**Pointing dataset excerpts:**
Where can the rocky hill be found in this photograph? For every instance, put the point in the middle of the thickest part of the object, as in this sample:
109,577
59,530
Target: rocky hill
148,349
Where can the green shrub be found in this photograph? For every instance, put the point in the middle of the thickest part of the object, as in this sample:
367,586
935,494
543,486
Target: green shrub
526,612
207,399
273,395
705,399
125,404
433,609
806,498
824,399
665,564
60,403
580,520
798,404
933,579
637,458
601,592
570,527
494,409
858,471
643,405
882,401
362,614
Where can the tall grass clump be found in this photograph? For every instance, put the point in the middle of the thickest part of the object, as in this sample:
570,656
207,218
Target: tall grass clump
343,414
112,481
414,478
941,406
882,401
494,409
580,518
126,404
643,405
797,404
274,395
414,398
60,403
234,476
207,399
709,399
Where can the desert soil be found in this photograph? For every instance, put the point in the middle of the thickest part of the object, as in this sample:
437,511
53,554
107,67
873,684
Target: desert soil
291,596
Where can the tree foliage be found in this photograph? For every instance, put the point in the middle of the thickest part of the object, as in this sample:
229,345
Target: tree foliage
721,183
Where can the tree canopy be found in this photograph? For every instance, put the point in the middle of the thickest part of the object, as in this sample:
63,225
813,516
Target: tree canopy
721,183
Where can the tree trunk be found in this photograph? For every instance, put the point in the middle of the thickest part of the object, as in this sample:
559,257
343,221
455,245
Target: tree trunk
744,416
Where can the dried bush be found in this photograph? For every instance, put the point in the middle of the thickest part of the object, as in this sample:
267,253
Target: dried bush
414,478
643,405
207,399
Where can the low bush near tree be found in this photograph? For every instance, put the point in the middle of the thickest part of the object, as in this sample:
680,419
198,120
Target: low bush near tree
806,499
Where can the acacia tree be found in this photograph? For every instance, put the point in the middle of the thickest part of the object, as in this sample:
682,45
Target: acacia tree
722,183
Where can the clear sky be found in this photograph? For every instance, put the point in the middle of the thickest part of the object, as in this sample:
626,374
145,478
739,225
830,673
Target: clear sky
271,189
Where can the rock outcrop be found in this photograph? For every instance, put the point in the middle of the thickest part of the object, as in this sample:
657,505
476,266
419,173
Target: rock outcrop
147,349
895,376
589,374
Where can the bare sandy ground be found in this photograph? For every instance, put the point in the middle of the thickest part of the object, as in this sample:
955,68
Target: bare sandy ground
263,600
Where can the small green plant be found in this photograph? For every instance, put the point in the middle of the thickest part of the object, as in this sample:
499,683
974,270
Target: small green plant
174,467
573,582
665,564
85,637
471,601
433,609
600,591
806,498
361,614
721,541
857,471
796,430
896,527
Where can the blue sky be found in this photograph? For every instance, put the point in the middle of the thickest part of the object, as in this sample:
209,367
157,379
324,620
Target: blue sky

**What the task asks:** From the preceding material, extract every line exactly.

**Solution:**
Where can the rocky hill be found in this photograph? For every instance, put the point in the middle of the thickest part of the object, as in this sample:
109,577
59,530
Target: rocky hill
148,349
Where can the green shrub be found in this photograph? For every instance, put the point in the middle of the thickest part of the object, as in this sample:
367,586
935,494
543,486
Target: green shrub
526,612
207,399
273,395
705,399
125,404
433,609
806,498
824,399
665,564
60,403
580,520
798,404
933,579
637,458
601,592
570,527
494,409
858,471
643,405
882,401
362,614
Where can the tall grass clump be found in this photograph? For every instance, put the point in the middle of the thickest part of the object, as in this sample:
570,656
207,218
Target: tall grass clump
343,414
112,481
414,478
941,406
882,401
494,409
580,518
126,404
643,405
797,404
274,395
414,398
60,403
234,476
207,399
709,399
Where can the desert soil be found in this photograph? For every instance, put the point in the middle of the thickest part of the object, as in this sample:
437,511
53,554
107,67
873,684
Target: desert soil
291,596
Where can the tree foliage be found in this photograph? For every instance, put the point in the middle of the thickest part of the object, as in this sample:
229,345
Target: tree foliage
721,183
Where can the tree canopy be found in this photograph? For every instance, put the point in the middle of the thickest part of the object, as in this sample:
63,225
813,516
Target: tree canopy
721,183
Where can the tree trunk be found in this photograph? For every instance, put the point in the middle of the thickest part of the object, as in this sample:
559,257
343,221
455,245
Target: tree trunk
744,416
Where can the dried bush be found in this photograph? For every instance, put the point in the middle of the thickest part of the object, as in this sample:
267,253
Target: dried bush
414,478
643,405
207,399
Where can the low bush near tree be found in this photograph? For every instance, put the point in the middle of the thickest part of the object, as in this sample:
680,419
198,120
Target: low bush near tree
806,499
Where can the acacia tree be found in this photograph? For every instance, put the point in the middle of the thickest part of the object, as in this sample:
682,45
Target: acacia tree
722,183
Where can the clear sky be found in this photograph? For every instance, put the point in the middle of the thickest part of the object, as in this sample:
626,374
145,478
739,225
830,673
Target: clear sky
271,189
Where can the rock outcrop be found in this photograph? For every instance, put the point in the middle of the thickest part of the object, as in this sample:
657,505
476,266
419,173
Target: rock outcrop
147,349
895,376
589,374
Where can the bare sandy ground be found in this photograph? For every instance, put the point in the middle of the thickest part of the object, as in this sample:
955,68
Target: bare sandy ground
263,600
Where can the small green plant be found in this photograph? For every instance, put the point in the middle of the thickest part of the object, as in this sample:
499,683
974,270
Target: small green plant
174,467
573,582
665,564
85,637
471,601
433,609
600,591
806,498
361,614
721,541
857,471
796,430
896,527
Where can the blue sky be found in this photograph? For every instance, put the point in the middle of the thickest part of the object, as in this sample:
209,367
157,379
324,620
Target: blue sky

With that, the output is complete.